- _Task requirements_
Count the lines in the records below that contain the word "wall", and give that figure alone.

[Region pointing data]
┌────────
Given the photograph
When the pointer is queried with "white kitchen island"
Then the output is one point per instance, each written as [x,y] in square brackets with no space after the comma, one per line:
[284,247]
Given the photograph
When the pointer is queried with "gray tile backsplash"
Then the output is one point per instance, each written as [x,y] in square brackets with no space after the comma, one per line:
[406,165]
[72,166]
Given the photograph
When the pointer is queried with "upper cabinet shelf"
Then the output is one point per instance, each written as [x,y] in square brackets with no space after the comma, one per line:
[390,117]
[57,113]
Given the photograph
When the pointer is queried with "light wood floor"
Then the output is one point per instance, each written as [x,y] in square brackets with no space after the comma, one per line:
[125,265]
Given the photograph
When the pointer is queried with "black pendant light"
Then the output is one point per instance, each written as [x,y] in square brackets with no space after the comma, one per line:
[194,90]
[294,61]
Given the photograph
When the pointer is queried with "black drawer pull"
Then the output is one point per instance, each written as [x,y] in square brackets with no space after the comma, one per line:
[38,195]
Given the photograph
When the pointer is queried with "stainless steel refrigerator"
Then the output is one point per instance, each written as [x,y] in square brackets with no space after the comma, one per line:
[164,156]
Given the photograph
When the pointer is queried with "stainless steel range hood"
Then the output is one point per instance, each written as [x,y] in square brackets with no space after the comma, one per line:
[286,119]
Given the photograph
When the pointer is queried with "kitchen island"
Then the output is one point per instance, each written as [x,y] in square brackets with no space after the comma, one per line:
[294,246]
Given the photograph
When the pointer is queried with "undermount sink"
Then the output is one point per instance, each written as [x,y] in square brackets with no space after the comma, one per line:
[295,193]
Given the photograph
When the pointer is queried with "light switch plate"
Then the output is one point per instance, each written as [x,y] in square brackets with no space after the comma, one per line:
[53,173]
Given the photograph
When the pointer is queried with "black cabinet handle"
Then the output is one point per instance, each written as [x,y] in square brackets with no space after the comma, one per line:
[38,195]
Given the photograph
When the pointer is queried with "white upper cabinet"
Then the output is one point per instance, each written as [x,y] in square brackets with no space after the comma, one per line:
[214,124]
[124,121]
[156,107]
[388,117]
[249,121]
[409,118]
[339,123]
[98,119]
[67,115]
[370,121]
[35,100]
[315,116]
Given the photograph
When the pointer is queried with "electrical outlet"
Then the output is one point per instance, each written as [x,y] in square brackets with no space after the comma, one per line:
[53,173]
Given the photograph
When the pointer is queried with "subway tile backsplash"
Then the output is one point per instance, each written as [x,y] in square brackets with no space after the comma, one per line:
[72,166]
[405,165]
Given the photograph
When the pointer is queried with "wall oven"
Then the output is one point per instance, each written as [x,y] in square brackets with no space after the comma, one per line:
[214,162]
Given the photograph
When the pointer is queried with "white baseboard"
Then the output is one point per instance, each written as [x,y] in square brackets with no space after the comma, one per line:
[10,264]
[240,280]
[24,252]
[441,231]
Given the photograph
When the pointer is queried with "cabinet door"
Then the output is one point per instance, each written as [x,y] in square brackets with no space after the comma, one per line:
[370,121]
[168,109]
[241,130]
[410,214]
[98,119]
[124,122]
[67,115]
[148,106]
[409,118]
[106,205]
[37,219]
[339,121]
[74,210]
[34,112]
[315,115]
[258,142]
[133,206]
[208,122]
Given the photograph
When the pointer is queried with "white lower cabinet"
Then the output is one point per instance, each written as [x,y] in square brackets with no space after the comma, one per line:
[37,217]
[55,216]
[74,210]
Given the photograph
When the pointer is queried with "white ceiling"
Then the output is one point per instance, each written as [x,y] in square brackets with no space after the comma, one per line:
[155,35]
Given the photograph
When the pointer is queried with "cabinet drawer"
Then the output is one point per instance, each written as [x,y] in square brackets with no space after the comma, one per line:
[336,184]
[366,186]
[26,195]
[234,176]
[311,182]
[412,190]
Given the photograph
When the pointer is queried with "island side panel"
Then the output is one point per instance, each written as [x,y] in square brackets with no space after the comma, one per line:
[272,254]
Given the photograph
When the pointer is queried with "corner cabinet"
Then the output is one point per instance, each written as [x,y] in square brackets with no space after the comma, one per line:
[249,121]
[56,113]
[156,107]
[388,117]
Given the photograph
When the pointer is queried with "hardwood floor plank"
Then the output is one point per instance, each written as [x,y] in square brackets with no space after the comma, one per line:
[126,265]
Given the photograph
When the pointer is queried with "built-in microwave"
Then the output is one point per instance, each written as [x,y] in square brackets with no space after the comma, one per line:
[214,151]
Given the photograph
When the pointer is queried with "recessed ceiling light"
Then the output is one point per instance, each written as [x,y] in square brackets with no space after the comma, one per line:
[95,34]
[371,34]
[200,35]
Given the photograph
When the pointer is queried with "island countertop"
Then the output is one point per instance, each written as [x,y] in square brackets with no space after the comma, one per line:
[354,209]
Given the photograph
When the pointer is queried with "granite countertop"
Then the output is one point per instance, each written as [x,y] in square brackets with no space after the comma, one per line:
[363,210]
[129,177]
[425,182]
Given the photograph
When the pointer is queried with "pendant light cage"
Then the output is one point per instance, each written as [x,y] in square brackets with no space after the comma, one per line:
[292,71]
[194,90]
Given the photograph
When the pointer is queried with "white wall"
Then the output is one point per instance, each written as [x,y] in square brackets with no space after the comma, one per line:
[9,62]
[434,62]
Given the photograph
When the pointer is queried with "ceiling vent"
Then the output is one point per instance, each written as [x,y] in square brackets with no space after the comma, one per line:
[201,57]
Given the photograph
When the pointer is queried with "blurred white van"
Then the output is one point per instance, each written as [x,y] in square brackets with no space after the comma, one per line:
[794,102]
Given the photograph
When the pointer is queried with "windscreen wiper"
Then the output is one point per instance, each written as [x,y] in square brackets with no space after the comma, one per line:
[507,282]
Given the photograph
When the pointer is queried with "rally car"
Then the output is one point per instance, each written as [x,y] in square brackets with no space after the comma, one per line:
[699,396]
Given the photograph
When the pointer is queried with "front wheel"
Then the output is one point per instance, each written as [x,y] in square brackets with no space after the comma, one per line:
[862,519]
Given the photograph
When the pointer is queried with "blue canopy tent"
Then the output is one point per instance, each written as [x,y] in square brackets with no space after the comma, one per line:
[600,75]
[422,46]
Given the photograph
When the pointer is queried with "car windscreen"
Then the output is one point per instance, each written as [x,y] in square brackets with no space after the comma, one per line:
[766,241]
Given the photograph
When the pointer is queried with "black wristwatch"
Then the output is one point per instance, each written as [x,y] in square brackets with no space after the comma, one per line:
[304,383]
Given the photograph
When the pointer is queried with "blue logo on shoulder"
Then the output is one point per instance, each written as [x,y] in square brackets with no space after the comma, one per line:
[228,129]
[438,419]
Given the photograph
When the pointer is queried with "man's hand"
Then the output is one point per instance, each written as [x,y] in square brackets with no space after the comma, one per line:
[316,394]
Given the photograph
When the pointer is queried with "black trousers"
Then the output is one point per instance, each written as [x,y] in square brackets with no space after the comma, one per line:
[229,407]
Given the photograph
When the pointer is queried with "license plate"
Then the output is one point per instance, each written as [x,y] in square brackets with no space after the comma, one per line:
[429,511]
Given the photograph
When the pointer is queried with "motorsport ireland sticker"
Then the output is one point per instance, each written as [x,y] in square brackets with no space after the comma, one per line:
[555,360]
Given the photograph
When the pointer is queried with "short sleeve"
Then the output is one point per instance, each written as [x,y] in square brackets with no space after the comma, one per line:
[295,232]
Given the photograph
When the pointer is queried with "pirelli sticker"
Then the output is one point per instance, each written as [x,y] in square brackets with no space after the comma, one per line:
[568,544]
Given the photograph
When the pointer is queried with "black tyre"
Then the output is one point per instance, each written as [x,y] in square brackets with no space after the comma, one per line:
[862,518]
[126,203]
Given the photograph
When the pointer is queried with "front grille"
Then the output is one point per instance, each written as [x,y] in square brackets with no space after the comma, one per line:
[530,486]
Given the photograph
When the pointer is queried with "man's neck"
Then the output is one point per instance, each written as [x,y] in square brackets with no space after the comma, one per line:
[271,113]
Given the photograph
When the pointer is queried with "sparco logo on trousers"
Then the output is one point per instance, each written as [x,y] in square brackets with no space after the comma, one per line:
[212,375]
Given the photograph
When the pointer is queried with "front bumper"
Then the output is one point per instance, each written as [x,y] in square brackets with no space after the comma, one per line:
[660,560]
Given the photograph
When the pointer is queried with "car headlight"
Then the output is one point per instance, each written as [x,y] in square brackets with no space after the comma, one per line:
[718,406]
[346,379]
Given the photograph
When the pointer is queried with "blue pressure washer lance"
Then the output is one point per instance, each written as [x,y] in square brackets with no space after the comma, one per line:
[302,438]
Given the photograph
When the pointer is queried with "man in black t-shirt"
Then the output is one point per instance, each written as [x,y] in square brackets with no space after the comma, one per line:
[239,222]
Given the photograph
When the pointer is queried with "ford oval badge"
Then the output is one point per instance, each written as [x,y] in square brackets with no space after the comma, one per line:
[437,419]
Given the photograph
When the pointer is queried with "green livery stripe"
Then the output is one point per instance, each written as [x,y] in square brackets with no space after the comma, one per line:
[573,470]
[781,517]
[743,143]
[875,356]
└────────
- _Written solution_
2